**Challenge:** Pull out every line in the records below that contains the string "target", and copy each one in full.

**Recorded data:**

════

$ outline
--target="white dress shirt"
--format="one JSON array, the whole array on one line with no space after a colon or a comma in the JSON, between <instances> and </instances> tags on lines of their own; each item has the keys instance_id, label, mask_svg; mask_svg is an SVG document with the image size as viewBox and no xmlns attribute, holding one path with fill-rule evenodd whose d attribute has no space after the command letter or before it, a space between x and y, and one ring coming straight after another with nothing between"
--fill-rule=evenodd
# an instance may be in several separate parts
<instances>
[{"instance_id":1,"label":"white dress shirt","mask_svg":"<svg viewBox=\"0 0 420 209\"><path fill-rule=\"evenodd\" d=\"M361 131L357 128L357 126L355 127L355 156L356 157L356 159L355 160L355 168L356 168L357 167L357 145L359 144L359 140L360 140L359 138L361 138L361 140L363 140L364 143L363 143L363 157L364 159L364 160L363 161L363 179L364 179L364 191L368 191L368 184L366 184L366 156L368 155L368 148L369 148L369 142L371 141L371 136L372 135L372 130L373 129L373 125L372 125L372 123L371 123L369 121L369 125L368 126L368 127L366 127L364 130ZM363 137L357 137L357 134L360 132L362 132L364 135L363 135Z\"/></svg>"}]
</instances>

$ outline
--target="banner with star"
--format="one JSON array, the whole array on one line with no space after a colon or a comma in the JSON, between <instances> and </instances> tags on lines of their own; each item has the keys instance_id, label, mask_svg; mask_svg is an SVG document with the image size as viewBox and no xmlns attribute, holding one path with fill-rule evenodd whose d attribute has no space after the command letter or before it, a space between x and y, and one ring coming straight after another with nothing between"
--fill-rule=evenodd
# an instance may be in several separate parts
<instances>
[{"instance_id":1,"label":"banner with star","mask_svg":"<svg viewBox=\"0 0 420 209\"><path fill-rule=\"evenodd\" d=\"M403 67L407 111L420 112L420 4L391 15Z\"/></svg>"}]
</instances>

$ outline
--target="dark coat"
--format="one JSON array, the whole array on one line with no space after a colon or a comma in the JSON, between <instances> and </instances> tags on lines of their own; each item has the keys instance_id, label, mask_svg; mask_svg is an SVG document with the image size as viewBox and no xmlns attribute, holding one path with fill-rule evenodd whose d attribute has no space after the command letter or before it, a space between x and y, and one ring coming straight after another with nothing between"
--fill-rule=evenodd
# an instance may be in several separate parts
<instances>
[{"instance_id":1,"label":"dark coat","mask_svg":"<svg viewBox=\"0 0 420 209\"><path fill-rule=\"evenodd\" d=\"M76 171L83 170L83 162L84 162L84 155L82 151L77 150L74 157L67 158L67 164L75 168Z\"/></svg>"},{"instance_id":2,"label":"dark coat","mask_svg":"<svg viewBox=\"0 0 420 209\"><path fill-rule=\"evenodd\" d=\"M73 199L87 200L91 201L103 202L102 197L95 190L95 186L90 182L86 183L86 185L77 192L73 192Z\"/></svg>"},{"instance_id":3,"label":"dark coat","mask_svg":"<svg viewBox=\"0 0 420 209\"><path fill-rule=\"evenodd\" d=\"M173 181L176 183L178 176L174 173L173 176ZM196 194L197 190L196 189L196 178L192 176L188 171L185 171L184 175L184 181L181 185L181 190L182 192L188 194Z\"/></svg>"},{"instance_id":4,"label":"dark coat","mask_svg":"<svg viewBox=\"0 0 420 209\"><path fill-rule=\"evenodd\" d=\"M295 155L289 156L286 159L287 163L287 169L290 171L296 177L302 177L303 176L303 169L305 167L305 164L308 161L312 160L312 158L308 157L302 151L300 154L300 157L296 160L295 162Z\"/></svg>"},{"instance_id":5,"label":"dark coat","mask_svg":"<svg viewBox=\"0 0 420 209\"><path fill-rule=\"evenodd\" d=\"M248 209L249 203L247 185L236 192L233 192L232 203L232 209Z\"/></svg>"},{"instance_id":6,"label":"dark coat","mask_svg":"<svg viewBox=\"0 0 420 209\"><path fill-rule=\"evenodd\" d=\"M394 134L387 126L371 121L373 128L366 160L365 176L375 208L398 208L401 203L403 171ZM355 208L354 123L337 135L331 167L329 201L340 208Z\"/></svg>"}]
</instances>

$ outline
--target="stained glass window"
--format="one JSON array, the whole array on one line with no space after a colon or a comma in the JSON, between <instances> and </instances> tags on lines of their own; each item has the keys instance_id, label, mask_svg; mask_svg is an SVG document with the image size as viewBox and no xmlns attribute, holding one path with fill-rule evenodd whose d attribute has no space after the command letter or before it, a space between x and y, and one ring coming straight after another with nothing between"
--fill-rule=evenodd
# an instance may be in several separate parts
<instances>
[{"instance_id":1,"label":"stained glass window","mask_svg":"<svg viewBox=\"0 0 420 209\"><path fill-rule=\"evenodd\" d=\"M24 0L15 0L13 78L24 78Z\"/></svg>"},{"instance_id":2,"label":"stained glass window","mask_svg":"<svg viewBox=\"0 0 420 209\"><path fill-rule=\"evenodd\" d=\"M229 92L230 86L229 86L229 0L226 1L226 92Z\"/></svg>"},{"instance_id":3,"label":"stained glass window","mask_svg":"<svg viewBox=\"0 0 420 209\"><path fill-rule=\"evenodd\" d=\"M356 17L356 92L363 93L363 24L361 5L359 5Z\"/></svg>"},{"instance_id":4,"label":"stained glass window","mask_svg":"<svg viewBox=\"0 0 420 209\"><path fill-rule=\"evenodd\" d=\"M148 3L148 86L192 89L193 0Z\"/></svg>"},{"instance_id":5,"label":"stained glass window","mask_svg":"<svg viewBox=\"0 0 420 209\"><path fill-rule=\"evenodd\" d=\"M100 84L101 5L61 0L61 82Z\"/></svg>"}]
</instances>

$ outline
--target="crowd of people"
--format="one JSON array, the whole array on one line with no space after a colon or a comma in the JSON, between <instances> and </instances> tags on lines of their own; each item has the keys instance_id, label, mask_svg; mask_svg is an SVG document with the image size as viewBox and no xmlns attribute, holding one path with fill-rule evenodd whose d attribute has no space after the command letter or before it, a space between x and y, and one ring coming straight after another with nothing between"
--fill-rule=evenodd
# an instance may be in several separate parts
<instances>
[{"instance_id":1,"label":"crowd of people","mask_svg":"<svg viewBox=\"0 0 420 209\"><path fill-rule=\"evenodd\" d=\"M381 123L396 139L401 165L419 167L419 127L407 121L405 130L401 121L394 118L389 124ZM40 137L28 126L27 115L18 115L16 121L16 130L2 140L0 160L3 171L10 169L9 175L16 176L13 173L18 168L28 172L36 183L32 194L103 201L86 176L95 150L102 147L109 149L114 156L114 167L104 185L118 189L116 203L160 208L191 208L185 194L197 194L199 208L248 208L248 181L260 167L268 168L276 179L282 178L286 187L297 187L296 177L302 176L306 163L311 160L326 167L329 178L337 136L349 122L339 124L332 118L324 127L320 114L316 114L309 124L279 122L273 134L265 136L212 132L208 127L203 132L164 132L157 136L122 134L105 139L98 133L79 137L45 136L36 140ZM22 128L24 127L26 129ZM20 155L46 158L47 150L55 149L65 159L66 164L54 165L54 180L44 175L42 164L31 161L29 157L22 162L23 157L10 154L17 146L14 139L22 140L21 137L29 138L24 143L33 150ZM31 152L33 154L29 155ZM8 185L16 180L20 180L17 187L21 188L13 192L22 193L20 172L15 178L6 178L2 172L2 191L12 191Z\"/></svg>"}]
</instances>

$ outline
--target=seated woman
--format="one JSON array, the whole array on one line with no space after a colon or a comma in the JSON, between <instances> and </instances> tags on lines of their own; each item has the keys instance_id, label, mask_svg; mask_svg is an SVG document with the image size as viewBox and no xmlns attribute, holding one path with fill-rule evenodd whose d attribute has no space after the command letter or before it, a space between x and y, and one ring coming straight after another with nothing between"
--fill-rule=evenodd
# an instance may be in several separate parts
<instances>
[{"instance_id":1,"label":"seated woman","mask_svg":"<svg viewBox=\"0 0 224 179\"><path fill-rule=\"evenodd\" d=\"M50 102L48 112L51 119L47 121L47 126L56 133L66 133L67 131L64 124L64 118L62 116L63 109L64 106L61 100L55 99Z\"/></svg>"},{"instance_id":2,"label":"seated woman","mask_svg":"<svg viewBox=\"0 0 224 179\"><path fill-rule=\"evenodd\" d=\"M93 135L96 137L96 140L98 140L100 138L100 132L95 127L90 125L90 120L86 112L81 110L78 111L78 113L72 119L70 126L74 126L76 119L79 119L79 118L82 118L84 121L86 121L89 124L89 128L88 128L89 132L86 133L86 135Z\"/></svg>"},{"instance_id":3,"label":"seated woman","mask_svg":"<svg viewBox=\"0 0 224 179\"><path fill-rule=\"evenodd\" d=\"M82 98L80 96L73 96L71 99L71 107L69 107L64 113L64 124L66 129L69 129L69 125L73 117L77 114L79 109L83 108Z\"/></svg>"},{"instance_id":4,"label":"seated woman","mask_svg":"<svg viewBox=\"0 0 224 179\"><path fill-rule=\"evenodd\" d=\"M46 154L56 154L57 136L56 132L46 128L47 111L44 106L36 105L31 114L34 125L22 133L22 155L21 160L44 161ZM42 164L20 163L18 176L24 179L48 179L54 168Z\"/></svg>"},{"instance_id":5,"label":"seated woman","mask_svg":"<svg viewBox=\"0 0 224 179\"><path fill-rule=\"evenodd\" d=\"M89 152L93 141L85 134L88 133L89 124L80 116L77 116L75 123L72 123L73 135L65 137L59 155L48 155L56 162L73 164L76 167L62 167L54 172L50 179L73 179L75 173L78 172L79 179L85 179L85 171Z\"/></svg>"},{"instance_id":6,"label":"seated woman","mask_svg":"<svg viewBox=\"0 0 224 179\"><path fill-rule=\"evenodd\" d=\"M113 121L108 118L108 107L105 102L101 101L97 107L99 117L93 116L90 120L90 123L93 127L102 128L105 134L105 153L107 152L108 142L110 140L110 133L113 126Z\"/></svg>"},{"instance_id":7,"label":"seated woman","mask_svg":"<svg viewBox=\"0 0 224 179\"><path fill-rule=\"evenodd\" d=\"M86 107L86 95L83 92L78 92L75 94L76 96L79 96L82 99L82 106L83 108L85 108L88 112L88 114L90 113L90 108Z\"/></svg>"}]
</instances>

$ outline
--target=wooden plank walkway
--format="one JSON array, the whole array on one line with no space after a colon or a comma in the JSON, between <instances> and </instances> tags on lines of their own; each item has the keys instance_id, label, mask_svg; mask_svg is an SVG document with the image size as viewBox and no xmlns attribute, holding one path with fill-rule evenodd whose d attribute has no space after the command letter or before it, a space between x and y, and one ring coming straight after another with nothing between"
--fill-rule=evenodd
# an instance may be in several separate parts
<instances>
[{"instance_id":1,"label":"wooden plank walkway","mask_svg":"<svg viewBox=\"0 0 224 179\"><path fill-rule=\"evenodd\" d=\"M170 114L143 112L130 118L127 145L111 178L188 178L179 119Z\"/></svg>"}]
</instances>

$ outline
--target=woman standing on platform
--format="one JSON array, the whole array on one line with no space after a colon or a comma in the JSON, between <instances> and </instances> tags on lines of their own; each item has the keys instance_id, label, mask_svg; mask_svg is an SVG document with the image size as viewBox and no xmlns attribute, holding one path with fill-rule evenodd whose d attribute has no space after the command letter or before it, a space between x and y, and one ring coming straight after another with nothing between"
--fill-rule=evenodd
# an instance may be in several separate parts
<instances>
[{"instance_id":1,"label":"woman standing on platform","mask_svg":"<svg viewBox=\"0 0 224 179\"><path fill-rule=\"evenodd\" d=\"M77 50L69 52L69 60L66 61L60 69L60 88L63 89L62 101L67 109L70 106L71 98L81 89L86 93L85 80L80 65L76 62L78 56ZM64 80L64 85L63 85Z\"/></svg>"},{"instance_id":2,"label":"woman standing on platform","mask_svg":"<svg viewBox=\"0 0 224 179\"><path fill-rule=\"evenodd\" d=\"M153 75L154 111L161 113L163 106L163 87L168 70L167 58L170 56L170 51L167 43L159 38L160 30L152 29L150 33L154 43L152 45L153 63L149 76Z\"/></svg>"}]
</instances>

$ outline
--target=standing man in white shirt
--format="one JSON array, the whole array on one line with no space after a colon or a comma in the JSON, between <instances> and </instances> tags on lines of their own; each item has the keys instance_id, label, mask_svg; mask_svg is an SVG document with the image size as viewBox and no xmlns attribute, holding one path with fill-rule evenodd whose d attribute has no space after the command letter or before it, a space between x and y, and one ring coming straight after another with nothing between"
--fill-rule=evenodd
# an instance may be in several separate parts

════

**Response:**
--target="white dress shirt"
--target="banner with star"
--target="dark coat"
--target="stained glass window"
--target="crowd of people"
--target=seated woman
--target=wooden plank walkway
--target=woman standing on platform
--target=standing man in white shirt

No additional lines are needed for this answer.